EXTRAIT =
|---|

Burbulle et Grabel tentaient de dominer leur envie d’hilarité tandis que les pigeons présents, Biscotte mise à part, ne se dominaient pas du tout. Aïcha ne sembla pas s’en émouvoir et rajouta :

– Puisque vous êtes si malins, expliquez-moi pourquoi cette lettre a été refusée deux fois par la boîte si la boîte n’a pas voulu la refuser ?

– Je vais te l’expliquer le plus simplement du monde. répondit Riton. Cette boîte était presque pleine et la lettre est tombée toute seule. Quand Biscotte l’a poussée un peu plus fort, elle a réussi à la coincer derrière d’autres lettres, voilà tout. Et je rajoute que si un jour une boîte refuse d’elle-même les lettres, c’est que les humains lui ont greffé un ordinateur et une balance pour faire un tri directement à la source. Pas le bon timbre, hop ! Refusée ! Adresse illisible ou incohérente, hop ! Refusée ! Je suis même étonné qu’ils ne l’aient pas déjà fait. Moi à leur place c’est ce que je ferais.

– Ça m’étonne à peine de toi. Mauvais que tu es !

– Ah ah ! Voilà une chose qui te pend au nez Darwin ! Un jour les boîtes refuseront vraiment tes lettres !

– Ça m’étonnerait puisque je mets toujours suffisamment de timbres.

– Tu veux dire que JE mets toujours suffisamment de timbres. a dit Biscotte.

– Un jour chaque timbre aura un code unique et tous les timbres issus de carnets volés par une fée voleuse seront décrétés caduques et les boîtes aux lettres toutes équipées de faisceaux laser refuseront les lettres timbrées avec ! Et tu feras comment à ce moment-là, gros malin ?

– J’utiliserai des pigeons voyageurs à la place, petit malin !

– Il y a quelque chose qui ne tient pas dans ton histoire Riton. a dit Aïcha revenant à la charge. Depuis quand cette boîte aux lettres, qui est relevée tous les jours, déborde de courrier ?

– Depuis qu’ils ont supprimé celle de la rue des Archers !

– Ils ont supprimé la boîte de la rue des Archers ? Pourquoi ?

– Sûrement parce qu’elle gênait !

– Elle gênait qui ? Le trottoir est très large comparé à ceux de cette rue.

– Elle gênait parce qu’une boîte aux lettres aux couleurs de la Poste ça fait mauvais genre sur le mur d’une boutique Louis Vuitton !

– Oh ! Blague à part ?

– J’ai l’air de blaguer ?

– Oh !… Non, il doit y avoir une autre explication !

– Je ne crois pas, non !

– Je pense plutôt que c’est à cause du fait que les gens n’ont plus de correspondants. Alors il y a moins de courrier et la Poste essaye de faire des économies.

– Ben alors ça ne change rien, c’est toujours une question d’argent !

– Moi j’ai la vraie explication ! a dit Aïcha. Cette boîte a été supprimée parce qu’elle refusait trop de courrier.

|---|

LIGNES DE DONNÉES =
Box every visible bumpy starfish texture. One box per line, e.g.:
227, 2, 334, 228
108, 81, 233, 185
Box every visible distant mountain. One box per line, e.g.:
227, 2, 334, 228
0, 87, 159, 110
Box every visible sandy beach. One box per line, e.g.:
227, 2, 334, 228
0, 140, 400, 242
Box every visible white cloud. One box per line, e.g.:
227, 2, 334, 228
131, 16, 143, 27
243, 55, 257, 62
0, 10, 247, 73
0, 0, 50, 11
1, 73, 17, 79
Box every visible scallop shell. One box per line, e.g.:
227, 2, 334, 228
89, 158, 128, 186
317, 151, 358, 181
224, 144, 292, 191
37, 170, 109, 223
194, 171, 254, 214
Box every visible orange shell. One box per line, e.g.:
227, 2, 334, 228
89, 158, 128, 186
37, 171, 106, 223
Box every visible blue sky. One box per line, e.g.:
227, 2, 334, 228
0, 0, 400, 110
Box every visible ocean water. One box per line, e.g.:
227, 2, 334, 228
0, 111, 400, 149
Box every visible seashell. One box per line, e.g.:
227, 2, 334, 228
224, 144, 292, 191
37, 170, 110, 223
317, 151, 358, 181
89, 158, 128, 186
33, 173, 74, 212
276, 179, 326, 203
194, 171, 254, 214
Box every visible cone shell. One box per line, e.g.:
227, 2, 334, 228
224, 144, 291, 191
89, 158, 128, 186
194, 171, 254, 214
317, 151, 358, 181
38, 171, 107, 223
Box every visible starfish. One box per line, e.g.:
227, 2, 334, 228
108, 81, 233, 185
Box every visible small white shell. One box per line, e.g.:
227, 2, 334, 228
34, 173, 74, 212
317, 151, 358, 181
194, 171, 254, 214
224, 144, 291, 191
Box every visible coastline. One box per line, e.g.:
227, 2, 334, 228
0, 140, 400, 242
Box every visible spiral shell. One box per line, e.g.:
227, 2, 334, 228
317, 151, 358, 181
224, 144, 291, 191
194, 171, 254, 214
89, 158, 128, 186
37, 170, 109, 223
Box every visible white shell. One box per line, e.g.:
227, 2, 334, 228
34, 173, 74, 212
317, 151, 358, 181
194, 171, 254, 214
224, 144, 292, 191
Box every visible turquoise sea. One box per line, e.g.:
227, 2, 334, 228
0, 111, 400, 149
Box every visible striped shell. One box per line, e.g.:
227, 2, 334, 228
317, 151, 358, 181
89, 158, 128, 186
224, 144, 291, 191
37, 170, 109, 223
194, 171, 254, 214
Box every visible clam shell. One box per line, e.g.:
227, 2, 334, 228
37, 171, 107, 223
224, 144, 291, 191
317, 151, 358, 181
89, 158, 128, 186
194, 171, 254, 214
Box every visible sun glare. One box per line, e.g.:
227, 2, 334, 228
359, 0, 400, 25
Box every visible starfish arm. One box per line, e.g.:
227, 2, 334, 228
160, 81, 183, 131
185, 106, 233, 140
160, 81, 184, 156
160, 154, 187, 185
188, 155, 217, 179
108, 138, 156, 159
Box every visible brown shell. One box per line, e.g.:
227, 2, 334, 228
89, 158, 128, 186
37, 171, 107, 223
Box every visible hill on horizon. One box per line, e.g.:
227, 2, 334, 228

|---|

LISTE DES TÂCHES =
a: Répondez à ces questions sur l'extrait, chacune sur sa propre ligne :
(i) Selon Riton, dans quel état se trouvait la boîte quand la lettre est tombée toute seule ?
(ii) De quelle rue la boîte aux lettres supprimée faisait-elle partie ?
(iii) D'après Riton, sur le mur de quelle boutique cette boîte faisait-elle mauvais genre ?
b: Relevez tous les noms propres qui désignent des personnages dans l'extrait.
Appuyez-vous uniquement sur l'extrait pour répondre.

RÉPONSES PAR TÂCHE =
a:
(i) Elle était presque pleine.
(ii) De la rue des Archers.
(iii) Sur le mur d'une boutique Louis Vuitton.

b: Burbulle, Grabel, Biscotte, Aïcha, Riton, Darwin